## Excerpted passage
What Not to Eat or Drink When You're Sick
Experts weigh-in on what to add and subtract to your diet for a healthy immune system.
Most of us can say that we at least try to eat a healthy diet full of fruits, vegetables, whole grains, and all of the other recommended superfoods that aid in warding off illness. While this should always be a top priority, there's no time like the present to ensure your immune system is in fighting condition and to know what not to eat or drink when you're sick—especially when the novel coronavirus (COVID-19) is spreading like wildfire across the globe.
"If there has been one consistent message regarding COVID-19 it is that those with weaker immune systems are at far greater risk of contracting the most severe symptomatic consequences," says Maria Sorbara Mora, R.D., founder of Integrated Eating. "While our nutritional status may not dissuade this foreign and novel invader from entering our body, how healthy we are can mean less severe symptoms and a better prognosis for recovery." Whether or not you're sick, proper nutrition is essential for keeping your body healthy both in the short and long-term. "When we eat a nutrient-rich diet, we give our body the tools it needs to support a healthy response to inflammation, which includes keeping us protected from antigens like bacteria and viruses," says Maggie Luther, N.D., medical director and formulator for Care/of.

Image-based grounding data:
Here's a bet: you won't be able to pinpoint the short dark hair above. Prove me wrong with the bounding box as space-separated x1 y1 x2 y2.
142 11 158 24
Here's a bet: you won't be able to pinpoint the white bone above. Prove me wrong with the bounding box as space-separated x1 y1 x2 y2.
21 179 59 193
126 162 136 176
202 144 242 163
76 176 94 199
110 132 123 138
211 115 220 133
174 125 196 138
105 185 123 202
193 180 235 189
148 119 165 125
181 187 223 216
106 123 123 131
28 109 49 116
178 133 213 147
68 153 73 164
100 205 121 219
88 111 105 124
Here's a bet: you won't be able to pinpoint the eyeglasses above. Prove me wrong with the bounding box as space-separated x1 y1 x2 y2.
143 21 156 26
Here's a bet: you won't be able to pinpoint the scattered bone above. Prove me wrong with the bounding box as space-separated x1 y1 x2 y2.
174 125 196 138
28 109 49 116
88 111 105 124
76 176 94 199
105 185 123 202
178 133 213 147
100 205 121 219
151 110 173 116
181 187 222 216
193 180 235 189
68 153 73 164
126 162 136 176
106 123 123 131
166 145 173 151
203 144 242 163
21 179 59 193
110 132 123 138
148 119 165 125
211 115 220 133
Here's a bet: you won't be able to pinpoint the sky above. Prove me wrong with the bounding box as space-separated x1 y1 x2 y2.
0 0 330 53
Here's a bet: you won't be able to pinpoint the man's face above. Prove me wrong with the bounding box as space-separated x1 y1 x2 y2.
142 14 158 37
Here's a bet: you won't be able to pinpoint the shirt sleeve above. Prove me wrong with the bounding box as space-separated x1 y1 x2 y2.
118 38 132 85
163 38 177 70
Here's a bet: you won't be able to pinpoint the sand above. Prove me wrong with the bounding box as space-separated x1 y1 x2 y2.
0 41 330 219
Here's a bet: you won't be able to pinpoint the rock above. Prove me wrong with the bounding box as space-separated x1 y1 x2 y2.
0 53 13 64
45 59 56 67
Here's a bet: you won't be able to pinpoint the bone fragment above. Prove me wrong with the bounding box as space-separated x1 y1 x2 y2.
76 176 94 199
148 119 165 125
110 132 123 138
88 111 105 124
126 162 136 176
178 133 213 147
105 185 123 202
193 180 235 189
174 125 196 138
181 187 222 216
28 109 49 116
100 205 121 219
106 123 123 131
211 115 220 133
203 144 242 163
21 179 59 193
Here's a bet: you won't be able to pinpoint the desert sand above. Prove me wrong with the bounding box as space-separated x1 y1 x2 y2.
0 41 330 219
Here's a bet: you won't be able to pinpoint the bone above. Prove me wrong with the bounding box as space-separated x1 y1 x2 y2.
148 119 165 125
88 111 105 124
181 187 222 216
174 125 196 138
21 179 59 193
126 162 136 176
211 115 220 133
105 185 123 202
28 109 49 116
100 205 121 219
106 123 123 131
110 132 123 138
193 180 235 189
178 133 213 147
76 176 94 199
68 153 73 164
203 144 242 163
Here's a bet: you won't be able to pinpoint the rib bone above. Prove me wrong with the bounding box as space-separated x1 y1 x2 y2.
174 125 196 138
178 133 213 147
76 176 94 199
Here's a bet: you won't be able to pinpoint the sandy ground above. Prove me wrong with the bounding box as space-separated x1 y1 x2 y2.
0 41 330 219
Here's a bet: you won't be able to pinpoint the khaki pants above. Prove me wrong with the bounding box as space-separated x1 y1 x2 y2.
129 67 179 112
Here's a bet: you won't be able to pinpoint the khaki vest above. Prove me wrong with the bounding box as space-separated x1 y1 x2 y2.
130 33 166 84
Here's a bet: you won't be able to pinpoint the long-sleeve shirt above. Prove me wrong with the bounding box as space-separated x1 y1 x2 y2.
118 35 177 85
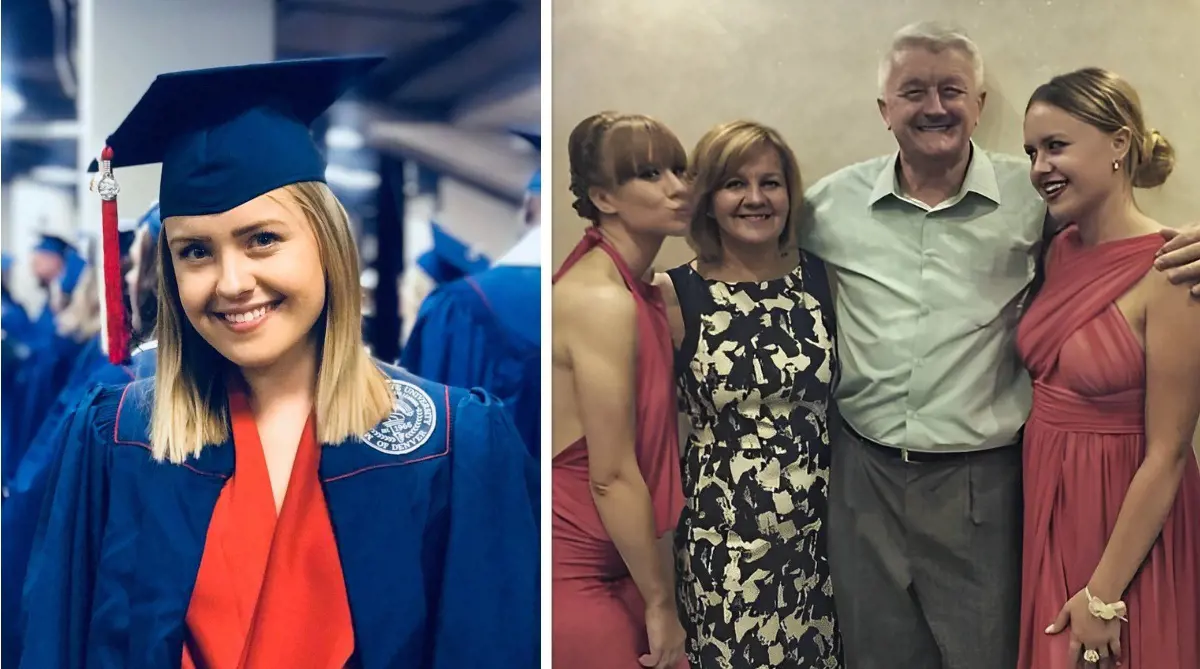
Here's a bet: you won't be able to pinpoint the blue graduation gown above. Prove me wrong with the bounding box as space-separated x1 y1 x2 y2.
0 290 34 343
401 265 541 458
20 366 539 669
5 330 90 483
0 337 155 667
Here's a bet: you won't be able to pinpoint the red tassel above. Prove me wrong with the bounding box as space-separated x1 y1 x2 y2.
97 146 130 364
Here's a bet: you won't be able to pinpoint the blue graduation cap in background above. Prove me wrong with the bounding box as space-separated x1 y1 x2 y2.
96 56 384 363
34 233 71 258
416 223 491 284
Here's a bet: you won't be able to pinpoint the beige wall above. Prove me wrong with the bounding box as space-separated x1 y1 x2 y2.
552 0 1200 266
551 0 1200 453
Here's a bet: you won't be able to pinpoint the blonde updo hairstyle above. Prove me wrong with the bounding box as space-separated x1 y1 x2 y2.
1025 67 1175 188
568 112 688 225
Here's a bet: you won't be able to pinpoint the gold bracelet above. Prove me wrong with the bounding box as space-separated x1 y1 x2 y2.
1084 586 1129 622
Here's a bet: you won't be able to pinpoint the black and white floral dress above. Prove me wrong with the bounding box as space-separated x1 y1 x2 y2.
667 254 842 669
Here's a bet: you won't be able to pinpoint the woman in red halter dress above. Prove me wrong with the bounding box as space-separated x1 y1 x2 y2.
551 113 688 669
1018 70 1200 669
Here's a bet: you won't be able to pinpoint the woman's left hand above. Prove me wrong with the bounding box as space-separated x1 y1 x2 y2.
1046 590 1121 669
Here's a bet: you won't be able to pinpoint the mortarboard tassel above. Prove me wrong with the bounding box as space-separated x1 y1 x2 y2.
96 146 130 364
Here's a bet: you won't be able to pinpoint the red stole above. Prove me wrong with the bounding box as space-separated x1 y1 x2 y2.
1016 225 1164 379
182 390 354 669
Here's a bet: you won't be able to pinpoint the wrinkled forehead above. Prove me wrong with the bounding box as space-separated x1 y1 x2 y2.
888 44 979 89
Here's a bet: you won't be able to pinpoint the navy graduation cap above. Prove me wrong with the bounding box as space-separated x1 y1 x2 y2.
95 56 384 364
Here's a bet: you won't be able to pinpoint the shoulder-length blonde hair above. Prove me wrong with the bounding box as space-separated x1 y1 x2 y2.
688 121 804 263
150 182 392 464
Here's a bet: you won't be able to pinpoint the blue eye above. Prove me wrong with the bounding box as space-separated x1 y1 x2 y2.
250 233 280 246
179 243 209 260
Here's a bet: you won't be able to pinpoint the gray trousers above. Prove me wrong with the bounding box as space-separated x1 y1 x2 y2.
828 424 1022 669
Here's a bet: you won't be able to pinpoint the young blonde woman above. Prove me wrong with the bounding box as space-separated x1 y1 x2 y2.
1016 68 1200 669
22 59 539 669
551 113 689 669
655 121 842 669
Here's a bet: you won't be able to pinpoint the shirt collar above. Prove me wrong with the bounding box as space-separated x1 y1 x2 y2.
869 140 1001 206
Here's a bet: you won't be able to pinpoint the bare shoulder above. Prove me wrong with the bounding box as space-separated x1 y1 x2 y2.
551 267 637 333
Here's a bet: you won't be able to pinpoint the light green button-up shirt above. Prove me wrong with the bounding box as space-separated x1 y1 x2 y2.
802 146 1045 452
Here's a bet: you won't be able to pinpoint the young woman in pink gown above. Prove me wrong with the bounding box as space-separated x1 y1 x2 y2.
551 113 689 669
1018 68 1200 669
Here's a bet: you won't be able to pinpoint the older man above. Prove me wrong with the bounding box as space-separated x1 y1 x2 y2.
804 23 1200 669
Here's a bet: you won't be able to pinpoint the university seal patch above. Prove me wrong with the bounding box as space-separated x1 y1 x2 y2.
362 379 438 456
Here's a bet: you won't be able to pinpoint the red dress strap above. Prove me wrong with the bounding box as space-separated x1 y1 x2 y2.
182 391 354 669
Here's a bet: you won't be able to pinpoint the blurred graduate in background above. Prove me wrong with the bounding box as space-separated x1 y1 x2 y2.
401 128 541 458
20 58 540 669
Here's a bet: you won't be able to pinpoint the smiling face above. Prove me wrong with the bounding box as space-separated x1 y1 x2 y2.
712 143 791 246
1025 102 1128 223
164 189 325 368
878 47 985 162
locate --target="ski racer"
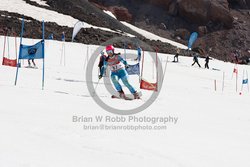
[99,45,140,99]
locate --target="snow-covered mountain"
[0,0,250,167]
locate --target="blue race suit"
[101,55,136,94]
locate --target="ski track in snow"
[0,0,250,167]
[0,36,250,167]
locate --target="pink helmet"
[106,45,115,52]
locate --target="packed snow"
[31,0,49,6]
[0,0,133,37]
[0,37,250,167]
[0,0,250,167]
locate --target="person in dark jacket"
[98,51,107,73]
[192,53,201,67]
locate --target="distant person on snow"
[192,53,201,67]
[205,55,211,69]
[98,51,107,74]
[135,46,142,61]
[234,50,240,64]
[173,48,180,62]
[62,31,65,42]
[28,59,36,67]
[99,45,140,99]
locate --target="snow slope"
[121,21,187,49]
[0,37,250,167]
[0,0,133,37]
[0,0,187,46]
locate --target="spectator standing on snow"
[192,53,201,67]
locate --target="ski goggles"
[106,50,113,54]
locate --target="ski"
[111,95,134,100]
[111,92,142,100]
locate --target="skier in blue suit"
[99,45,140,99]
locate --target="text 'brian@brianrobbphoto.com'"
[72,116,179,131]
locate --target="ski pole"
[93,79,101,96]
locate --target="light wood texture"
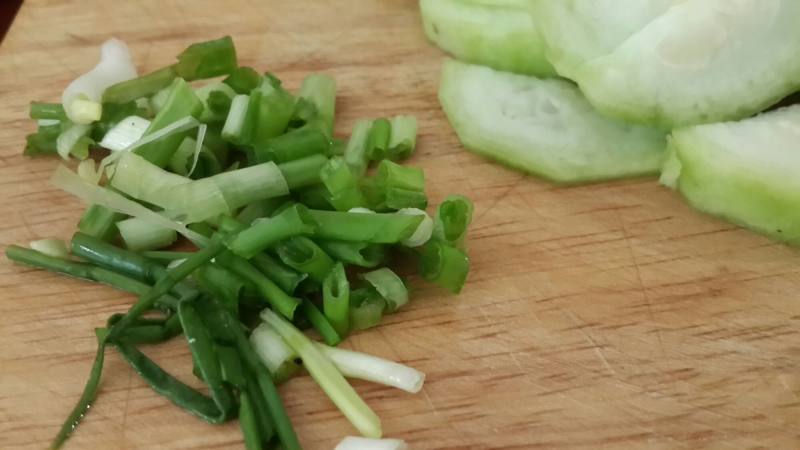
[0,0,800,450]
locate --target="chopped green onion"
[350,288,386,330]
[373,159,428,210]
[239,391,262,450]
[333,436,408,450]
[300,299,342,345]
[322,262,350,337]
[56,124,93,160]
[50,166,206,242]
[175,36,238,81]
[367,118,392,161]
[30,238,69,259]
[309,210,423,244]
[100,116,150,152]
[315,241,384,267]
[387,116,417,161]
[344,119,372,177]
[320,156,367,211]
[228,205,315,258]
[194,82,236,123]
[217,252,300,319]
[250,323,300,383]
[222,94,250,142]
[360,267,408,312]
[133,78,203,167]
[275,236,333,283]
[433,195,473,248]
[117,217,177,252]
[254,128,331,163]
[103,66,178,103]
[316,343,425,394]
[397,208,433,247]
[261,309,382,438]
[420,240,469,294]
[29,102,67,122]
[61,38,136,125]
[71,98,103,124]
[78,205,125,241]
[222,67,261,95]
[298,74,336,136]
[278,155,328,190]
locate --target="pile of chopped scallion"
[6,37,472,450]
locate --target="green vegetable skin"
[662,105,800,244]
[575,0,800,129]
[419,0,555,76]
[439,60,666,183]
[528,0,676,78]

## Problem to solve
Set down the part of the article on eating when sick that runs from "Most of us can" to "across the globe.", word for word. The records have no connection to the text about eating and drinking when sick.

## Output for this exercise
Most of us can say that we at least try to eat a healthy diet full of fruits, vegetables, whole grains, and all of the other recommended superfoods that aid in warding off illness. While this should always be a top priority, there's no time like the present to ensure your immune system is in fighting condition and to know what not to eat or drink when you're sick—especially when the novel coronavirus (COVID-19) is spreading like wildfire across the globe.